TO BE DONE: Reproduce the entries below word for word, leaving out the pictures.

EXTRACTED MATERIAL:
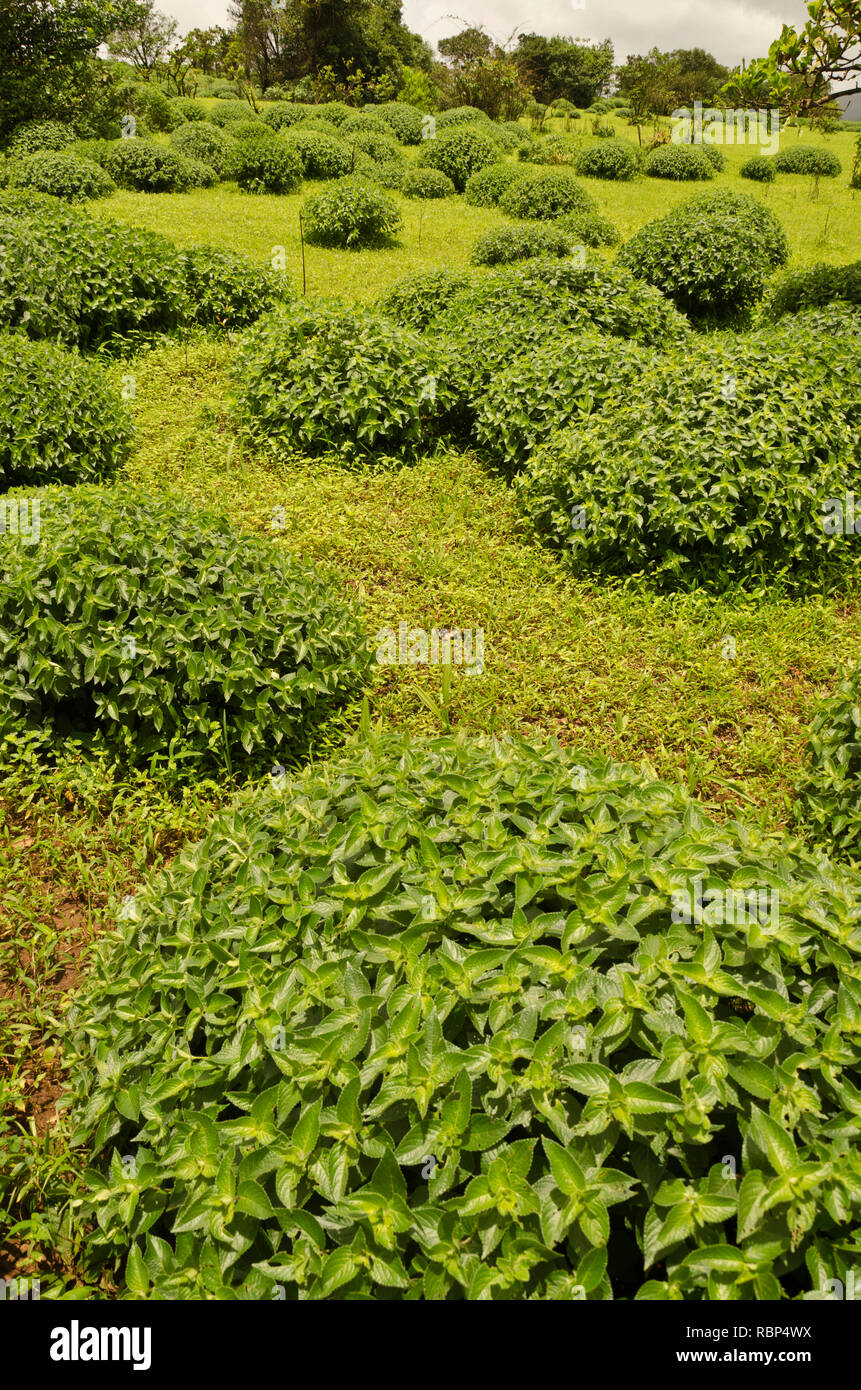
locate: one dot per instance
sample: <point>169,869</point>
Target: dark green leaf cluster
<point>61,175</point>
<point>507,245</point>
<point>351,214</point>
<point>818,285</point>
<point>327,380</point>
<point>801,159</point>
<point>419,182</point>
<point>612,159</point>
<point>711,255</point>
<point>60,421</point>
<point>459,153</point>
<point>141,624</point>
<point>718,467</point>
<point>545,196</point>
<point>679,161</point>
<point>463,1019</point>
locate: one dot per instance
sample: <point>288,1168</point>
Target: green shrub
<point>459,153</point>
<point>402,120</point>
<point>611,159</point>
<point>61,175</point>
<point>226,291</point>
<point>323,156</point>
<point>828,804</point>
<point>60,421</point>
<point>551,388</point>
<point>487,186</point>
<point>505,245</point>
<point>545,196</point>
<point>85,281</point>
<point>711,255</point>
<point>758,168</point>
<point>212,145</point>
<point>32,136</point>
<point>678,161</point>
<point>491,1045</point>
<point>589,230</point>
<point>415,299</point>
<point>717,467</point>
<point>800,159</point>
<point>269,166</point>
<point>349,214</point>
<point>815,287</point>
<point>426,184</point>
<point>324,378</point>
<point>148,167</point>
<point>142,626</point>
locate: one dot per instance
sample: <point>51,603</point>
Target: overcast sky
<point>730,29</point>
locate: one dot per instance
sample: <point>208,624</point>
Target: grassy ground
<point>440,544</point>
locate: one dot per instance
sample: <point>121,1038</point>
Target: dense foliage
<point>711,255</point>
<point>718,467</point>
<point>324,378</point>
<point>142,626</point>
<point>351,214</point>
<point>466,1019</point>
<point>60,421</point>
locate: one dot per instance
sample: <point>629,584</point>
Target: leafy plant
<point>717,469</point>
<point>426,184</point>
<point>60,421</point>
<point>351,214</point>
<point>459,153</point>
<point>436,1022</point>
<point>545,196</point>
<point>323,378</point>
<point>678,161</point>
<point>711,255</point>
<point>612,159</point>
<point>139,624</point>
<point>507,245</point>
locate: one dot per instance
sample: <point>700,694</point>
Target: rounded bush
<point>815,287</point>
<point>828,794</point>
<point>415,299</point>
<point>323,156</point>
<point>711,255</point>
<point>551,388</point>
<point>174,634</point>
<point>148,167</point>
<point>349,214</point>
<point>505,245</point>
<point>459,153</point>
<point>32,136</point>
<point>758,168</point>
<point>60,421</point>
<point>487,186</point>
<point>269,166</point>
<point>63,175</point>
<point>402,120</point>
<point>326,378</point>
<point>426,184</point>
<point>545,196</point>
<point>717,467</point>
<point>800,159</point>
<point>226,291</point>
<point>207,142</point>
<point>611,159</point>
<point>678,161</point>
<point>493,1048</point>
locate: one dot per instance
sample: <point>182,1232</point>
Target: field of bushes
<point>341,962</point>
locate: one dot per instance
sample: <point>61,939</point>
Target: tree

WRITTEN REPLY:
locate: one dot per instance
sample: <point>169,869</point>
Target: dark green leaf cluster
<point>61,175</point>
<point>507,245</point>
<point>351,214</point>
<point>818,285</point>
<point>327,380</point>
<point>801,159</point>
<point>419,182</point>
<point>612,159</point>
<point>711,255</point>
<point>60,421</point>
<point>459,153</point>
<point>141,624</point>
<point>718,467</point>
<point>545,196</point>
<point>679,161</point>
<point>463,1019</point>
locate: one dot per instance
sample: <point>288,1168</point>
Target: green shrub
<point>459,153</point>
<point>402,120</point>
<point>611,159</point>
<point>61,175</point>
<point>226,291</point>
<point>323,156</point>
<point>828,804</point>
<point>60,421</point>
<point>551,388</point>
<point>487,186</point>
<point>505,245</point>
<point>545,196</point>
<point>85,281</point>
<point>711,255</point>
<point>758,168</point>
<point>212,145</point>
<point>32,136</point>
<point>678,161</point>
<point>491,1045</point>
<point>589,230</point>
<point>415,299</point>
<point>717,467</point>
<point>800,159</point>
<point>269,166</point>
<point>349,214</point>
<point>815,287</point>
<point>426,184</point>
<point>324,378</point>
<point>148,167</point>
<point>142,626</point>
locate: one dot per instance
sample: <point>51,603</point>
Target: overcast sky
<point>730,29</point>
locate: one dot per instance
sample: <point>208,624</point>
Target: grassy ground
<point>440,544</point>
locate: one dot per instance
sample: <point>121,1038</point>
Target: dense foliage
<point>711,255</point>
<point>718,467</point>
<point>324,378</point>
<point>142,626</point>
<point>351,214</point>
<point>466,1019</point>
<point>60,421</point>
locate: one dot per instance
sample: <point>629,584</point>
Target: leafy plant
<point>717,469</point>
<point>426,184</point>
<point>60,421</point>
<point>351,214</point>
<point>459,153</point>
<point>436,1022</point>
<point>545,196</point>
<point>323,378</point>
<point>678,161</point>
<point>711,255</point>
<point>612,159</point>
<point>139,624</point>
<point>507,245</point>
locate: one dot per instance
sample: <point>700,694</point>
Target: rounded bush
<point>815,287</point>
<point>828,794</point>
<point>415,299</point>
<point>323,156</point>
<point>711,255</point>
<point>551,388</point>
<point>174,634</point>
<point>148,167</point>
<point>349,214</point>
<point>505,245</point>
<point>459,153</point>
<point>32,136</point>
<point>758,168</point>
<point>60,421</point>
<point>487,186</point>
<point>269,166</point>
<point>63,175</point>
<point>402,120</point>
<point>326,378</point>
<point>426,184</point>
<point>545,196</point>
<point>717,467</point>
<point>800,159</point>
<point>226,291</point>
<point>207,142</point>
<point>611,159</point>
<point>678,161</point>
<point>493,1048</point>
locate: one dot per instance
sample: <point>182,1232</point>
Target: field of bushes
<point>341,962</point>
locate: one dot per instance
sample: <point>61,939</point>
Target: tree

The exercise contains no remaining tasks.